[Excerpts from a dataset]
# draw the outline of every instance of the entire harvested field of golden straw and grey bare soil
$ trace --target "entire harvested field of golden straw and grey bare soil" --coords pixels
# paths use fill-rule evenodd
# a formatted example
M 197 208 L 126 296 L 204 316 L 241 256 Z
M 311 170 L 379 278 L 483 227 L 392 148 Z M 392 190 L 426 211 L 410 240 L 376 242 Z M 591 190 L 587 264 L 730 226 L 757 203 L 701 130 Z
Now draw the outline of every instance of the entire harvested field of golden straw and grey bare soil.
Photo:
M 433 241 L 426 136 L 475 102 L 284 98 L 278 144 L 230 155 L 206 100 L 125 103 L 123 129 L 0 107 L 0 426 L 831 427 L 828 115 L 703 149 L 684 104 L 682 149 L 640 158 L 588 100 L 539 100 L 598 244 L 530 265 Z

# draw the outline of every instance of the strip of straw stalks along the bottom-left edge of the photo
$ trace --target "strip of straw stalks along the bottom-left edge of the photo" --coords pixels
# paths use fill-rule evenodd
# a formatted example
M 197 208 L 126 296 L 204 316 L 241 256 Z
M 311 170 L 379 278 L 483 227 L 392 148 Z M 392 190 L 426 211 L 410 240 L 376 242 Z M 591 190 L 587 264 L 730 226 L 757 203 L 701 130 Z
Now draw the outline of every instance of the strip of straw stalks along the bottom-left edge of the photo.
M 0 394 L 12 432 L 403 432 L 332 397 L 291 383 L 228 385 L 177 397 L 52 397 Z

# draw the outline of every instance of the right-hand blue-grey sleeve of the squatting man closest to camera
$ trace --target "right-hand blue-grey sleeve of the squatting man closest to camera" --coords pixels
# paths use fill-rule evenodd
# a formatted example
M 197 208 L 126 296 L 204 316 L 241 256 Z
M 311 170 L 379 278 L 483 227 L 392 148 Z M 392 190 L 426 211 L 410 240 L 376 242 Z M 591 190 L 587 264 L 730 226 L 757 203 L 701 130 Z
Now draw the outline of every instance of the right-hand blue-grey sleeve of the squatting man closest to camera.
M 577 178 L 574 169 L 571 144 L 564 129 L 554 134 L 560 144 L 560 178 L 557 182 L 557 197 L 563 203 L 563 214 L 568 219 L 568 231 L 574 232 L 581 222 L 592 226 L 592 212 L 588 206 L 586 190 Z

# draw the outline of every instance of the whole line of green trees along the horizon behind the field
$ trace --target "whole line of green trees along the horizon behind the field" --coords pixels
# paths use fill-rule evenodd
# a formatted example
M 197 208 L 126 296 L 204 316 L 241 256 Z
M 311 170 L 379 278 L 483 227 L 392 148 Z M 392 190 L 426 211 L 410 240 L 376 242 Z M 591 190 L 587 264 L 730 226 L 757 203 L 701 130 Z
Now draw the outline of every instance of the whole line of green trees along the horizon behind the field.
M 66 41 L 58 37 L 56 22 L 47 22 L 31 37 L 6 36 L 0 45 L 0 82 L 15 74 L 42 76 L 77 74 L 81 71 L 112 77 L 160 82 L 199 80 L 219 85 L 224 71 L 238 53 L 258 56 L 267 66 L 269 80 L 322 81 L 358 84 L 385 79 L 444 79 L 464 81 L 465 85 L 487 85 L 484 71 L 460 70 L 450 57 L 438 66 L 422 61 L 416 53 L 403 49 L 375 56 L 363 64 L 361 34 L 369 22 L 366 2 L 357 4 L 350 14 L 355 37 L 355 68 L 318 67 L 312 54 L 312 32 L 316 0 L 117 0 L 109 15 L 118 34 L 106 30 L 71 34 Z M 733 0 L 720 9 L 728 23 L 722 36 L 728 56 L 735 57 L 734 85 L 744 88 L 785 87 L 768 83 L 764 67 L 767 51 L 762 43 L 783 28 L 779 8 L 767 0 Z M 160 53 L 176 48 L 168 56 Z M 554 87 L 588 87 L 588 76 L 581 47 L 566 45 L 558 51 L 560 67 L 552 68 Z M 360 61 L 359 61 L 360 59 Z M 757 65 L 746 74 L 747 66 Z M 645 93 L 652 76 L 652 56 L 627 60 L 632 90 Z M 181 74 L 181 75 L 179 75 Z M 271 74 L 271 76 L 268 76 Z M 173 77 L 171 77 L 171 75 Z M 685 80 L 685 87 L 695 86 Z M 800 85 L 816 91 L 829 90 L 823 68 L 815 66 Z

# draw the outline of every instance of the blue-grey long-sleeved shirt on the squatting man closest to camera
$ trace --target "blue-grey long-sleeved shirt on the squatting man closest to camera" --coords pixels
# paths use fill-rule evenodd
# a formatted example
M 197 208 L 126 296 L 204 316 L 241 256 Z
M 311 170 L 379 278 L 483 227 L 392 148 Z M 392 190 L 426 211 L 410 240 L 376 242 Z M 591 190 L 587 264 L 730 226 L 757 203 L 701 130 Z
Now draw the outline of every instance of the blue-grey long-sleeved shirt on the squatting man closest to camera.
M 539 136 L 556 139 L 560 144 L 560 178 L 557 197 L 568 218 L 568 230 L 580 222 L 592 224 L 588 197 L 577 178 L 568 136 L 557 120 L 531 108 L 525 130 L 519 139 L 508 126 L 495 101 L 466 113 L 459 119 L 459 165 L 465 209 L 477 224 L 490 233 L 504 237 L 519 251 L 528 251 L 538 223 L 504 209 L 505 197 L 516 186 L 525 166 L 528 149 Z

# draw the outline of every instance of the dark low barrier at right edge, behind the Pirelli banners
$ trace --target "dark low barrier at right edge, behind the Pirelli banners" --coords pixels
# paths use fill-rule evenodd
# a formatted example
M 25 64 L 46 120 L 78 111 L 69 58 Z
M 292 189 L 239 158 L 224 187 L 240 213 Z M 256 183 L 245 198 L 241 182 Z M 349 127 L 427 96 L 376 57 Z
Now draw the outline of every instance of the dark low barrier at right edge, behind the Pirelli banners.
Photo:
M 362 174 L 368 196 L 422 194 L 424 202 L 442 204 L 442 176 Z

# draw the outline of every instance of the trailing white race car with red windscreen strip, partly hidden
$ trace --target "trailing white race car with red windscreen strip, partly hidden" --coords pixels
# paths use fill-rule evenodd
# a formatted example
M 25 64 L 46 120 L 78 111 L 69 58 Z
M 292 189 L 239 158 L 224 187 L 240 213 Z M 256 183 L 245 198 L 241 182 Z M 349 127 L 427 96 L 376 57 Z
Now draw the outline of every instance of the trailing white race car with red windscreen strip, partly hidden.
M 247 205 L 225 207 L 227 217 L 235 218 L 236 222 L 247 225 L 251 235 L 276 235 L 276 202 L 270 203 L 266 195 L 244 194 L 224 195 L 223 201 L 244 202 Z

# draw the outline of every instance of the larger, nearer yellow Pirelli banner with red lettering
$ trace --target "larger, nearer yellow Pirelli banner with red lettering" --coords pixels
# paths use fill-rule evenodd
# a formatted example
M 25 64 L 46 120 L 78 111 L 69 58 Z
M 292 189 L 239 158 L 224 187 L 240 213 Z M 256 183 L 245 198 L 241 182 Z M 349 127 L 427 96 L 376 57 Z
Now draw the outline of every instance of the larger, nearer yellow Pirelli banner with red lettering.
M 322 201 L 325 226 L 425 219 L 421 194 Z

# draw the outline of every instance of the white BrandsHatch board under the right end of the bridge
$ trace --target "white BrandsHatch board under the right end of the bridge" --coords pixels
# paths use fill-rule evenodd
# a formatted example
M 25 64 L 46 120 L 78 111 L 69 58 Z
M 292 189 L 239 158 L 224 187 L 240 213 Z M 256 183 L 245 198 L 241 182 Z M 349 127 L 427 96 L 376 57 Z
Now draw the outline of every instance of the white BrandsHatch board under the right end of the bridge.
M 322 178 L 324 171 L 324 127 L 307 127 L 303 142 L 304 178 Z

Aim of the exercise: Provide the count of lines above containing "barrier", without any added words.

Result below: 3